Persist enough metadata so leaderboard analysis can answer:

  • did the winner come from the first draft or repair
  • how many candidates were thrown out by parse failure
  • how often repair rescued a case

Step 6: expose it through the eval CLI

Add a new backend name to apps/evals sql, with a small number of explicit knobs such as:

  • candidate_count
  • repair_rounds
  • selection_mode
  • optional execution_source for local smoke mode only

This should remain a backend choice, not a new eval runner.

::::::::

[STATED TASK]:
Continue the eval backend plan, picking up right after "This should remain a backend choice, not a new eval runner." The rows that follow are separate material and are unrelated to the eval backend plan.

::::::::

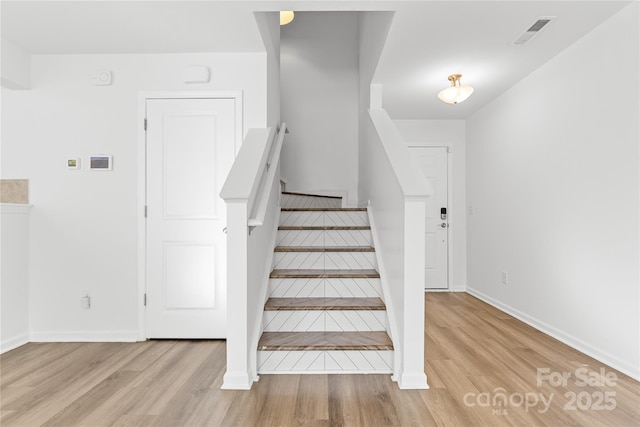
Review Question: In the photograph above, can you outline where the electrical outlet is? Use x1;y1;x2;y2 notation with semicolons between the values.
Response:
80;294;91;310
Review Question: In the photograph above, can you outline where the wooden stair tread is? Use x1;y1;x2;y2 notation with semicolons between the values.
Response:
273;246;376;252
269;269;380;279
281;191;342;199
264;297;386;311
278;225;371;230
280;208;367;212
258;331;393;351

::::::::

[RESPONSE]:
Step 7: validate on canary first

Before any broader rollout:

  1. run the new backend on the canary benchmark
  2. compare against the current dataface one-shot backend
  3. inspect both pass-rate changes and failure-shape changes
  4. only expand to a larger run if the canary shows real signal

Success criteria

  • New backend runs end-to-end via apps/evals sql
  • One-shot backend remains intact as the baseline
  • Result artifacts include enough metadata to analyze candidate and repair behavior
  • The canary run shows whether bounded non-one-shot search is promising enough to keep investing in
  • No production/chat path is forced to adopt the new stack yet

Implementation Progress

Not started. This task is intentionally implementation-ready rather than research-only.

QA Exploration

  • [x] QA exploration completed (or N/A for non-UI tasks)

N/A - this is a local eval/backend task with no browser-facing UI requirement.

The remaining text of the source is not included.